§ **Work required**: From the entries below, return exactly the lines beginning at the one that contains "[locate] dangling earring" and ending at the one that contains "[locate] lace sleeve (one point per instance)", both of them included, and only those lines.

§ **The input**:
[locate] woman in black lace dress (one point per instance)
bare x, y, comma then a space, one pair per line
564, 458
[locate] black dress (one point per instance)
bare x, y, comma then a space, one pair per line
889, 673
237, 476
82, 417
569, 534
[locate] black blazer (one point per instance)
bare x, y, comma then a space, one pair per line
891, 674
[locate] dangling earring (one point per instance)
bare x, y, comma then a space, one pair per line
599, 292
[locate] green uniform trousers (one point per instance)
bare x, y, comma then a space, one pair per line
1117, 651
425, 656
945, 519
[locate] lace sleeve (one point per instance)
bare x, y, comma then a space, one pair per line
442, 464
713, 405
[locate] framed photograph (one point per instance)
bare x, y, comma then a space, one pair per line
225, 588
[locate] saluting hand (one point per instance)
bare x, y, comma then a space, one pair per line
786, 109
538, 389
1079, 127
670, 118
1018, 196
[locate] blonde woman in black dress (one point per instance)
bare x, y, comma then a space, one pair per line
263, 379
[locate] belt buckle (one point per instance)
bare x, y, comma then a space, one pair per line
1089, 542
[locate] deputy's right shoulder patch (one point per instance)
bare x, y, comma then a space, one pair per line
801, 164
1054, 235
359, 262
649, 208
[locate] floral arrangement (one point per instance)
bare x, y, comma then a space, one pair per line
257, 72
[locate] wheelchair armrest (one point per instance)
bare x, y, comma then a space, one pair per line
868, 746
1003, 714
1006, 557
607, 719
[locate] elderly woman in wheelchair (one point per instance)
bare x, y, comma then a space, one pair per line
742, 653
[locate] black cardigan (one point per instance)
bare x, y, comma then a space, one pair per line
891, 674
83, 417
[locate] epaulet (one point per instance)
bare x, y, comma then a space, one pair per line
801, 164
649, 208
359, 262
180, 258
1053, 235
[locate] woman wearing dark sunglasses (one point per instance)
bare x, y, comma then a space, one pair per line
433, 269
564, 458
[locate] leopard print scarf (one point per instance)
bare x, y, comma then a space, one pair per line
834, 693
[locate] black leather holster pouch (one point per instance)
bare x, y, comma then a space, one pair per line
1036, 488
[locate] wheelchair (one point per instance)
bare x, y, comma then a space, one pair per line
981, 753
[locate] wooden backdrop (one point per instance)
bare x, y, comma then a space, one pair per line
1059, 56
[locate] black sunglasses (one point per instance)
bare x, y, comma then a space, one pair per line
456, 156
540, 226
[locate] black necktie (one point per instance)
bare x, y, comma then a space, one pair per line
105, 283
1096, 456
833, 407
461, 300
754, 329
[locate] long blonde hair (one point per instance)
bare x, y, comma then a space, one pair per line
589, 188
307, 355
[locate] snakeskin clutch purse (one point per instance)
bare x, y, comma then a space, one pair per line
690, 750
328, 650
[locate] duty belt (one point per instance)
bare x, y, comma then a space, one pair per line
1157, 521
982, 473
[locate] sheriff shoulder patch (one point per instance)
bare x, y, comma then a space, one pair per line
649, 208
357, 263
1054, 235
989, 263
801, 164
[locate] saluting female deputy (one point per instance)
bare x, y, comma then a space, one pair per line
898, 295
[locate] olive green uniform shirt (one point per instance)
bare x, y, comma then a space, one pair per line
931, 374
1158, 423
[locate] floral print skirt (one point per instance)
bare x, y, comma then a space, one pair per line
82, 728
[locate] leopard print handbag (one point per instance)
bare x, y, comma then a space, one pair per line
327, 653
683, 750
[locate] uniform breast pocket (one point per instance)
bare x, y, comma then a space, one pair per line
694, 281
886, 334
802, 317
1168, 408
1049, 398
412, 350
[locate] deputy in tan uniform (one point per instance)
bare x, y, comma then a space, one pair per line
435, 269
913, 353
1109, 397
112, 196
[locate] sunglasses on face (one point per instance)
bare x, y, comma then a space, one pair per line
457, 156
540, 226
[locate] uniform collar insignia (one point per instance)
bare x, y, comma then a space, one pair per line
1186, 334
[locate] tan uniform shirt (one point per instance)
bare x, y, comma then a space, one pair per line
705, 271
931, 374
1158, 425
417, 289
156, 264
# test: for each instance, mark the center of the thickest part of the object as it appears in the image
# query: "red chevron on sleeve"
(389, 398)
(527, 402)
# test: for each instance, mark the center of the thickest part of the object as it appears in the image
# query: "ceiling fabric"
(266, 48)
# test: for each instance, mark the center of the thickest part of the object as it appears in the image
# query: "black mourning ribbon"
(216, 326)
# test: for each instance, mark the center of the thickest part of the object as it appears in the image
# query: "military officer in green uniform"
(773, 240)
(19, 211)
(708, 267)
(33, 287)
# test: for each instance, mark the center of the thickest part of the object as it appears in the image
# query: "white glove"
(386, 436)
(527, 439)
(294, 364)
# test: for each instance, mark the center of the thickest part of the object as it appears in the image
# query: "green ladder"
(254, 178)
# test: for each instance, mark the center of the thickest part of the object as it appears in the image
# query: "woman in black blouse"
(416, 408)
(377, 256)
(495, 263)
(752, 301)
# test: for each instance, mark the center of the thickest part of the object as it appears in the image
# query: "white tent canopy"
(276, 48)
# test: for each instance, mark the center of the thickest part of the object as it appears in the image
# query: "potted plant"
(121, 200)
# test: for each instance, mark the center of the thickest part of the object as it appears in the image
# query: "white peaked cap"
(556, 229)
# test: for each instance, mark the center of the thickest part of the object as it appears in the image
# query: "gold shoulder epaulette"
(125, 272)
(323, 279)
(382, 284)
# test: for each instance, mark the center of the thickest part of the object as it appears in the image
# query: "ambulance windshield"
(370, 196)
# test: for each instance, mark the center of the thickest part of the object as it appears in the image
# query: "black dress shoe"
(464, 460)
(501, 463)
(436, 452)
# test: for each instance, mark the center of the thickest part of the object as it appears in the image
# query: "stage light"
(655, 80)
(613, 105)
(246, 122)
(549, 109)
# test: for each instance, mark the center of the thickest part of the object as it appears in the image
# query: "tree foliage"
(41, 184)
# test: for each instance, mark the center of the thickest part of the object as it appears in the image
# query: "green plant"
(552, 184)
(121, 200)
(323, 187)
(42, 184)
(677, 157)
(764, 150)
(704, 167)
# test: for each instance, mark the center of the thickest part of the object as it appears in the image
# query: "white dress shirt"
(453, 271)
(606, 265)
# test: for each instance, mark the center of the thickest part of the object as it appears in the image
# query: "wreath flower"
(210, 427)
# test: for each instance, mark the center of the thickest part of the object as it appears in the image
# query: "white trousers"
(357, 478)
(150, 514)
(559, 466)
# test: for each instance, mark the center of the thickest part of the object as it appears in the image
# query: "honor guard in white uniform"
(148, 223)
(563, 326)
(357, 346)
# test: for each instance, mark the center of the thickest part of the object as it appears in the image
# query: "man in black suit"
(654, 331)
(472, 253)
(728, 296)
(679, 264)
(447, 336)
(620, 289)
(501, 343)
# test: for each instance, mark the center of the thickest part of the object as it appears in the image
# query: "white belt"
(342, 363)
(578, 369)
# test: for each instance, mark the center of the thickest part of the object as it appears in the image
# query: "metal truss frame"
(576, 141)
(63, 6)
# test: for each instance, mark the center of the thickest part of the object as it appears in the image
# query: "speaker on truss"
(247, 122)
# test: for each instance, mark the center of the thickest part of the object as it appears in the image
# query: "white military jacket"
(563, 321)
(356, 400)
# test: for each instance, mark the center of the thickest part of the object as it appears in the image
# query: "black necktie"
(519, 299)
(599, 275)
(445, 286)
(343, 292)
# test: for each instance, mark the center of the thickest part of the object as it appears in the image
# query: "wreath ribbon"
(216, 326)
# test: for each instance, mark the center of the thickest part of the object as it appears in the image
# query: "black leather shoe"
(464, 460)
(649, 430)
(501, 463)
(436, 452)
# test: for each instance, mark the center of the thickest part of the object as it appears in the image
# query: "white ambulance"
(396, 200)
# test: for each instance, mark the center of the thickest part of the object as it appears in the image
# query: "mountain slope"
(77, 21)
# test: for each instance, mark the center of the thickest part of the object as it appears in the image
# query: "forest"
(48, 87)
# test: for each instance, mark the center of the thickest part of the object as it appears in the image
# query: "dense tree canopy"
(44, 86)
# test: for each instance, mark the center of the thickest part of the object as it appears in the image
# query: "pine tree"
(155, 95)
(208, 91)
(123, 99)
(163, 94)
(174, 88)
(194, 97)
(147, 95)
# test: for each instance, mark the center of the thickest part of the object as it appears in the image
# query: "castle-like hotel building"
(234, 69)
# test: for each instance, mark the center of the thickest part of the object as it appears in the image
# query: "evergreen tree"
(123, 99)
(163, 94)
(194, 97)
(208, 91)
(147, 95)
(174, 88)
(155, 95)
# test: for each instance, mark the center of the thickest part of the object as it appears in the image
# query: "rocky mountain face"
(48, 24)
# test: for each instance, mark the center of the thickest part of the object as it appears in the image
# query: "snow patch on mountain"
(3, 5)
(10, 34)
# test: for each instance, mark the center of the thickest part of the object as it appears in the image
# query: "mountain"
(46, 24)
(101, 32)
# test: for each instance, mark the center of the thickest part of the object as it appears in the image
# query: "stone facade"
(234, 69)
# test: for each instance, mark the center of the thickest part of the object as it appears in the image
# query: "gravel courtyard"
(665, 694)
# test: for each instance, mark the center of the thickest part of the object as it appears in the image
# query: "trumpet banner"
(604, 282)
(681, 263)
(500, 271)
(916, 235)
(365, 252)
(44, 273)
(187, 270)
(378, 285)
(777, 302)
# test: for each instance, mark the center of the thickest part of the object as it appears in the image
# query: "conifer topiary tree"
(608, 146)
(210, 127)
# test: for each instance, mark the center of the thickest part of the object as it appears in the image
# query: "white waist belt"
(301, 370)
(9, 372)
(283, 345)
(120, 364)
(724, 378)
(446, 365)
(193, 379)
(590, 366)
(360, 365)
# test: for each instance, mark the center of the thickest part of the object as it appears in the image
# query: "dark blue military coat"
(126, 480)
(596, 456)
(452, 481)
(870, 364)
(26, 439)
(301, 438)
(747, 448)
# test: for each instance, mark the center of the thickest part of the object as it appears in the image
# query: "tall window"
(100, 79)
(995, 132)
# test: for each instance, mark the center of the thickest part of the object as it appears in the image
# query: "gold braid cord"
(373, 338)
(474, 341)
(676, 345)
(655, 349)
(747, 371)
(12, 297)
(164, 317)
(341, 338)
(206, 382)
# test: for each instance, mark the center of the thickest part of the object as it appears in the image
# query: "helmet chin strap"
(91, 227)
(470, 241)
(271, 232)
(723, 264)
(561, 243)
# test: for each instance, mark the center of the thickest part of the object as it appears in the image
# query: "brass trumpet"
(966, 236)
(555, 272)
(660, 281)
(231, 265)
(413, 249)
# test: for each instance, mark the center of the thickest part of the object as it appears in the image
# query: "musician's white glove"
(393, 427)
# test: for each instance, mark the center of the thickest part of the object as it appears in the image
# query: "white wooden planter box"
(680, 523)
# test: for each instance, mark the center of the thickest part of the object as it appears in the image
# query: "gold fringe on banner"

§ **Result for this task**:
[locate] dangling earring (one point per instance)
bare x, y, comma then a space, one pair per line
599, 292
[locate] green uniform trousers (one point per instance)
bare x, y, comma then a space, one pair per line
1117, 651
425, 656
945, 519
[locate] lace sleeve (one point per instance)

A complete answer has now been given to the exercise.